■ **What is needed**:
Reproduce the records below line for line without any changes, omitting the pictures.
* BEGIN Records provided *
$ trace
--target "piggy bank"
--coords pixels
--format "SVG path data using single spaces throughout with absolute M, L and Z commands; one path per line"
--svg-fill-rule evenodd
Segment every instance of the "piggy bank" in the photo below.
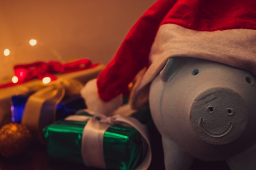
* END Records provided *
■ **Written answer**:
$ trace
--target "piggy bank"
--coords pixels
--format "SVG path data using single spaces throughout with absolute M, L and Z commands; one path per line"
--svg-fill-rule evenodd
Segment every instance of the "piggy bank" in the photo below.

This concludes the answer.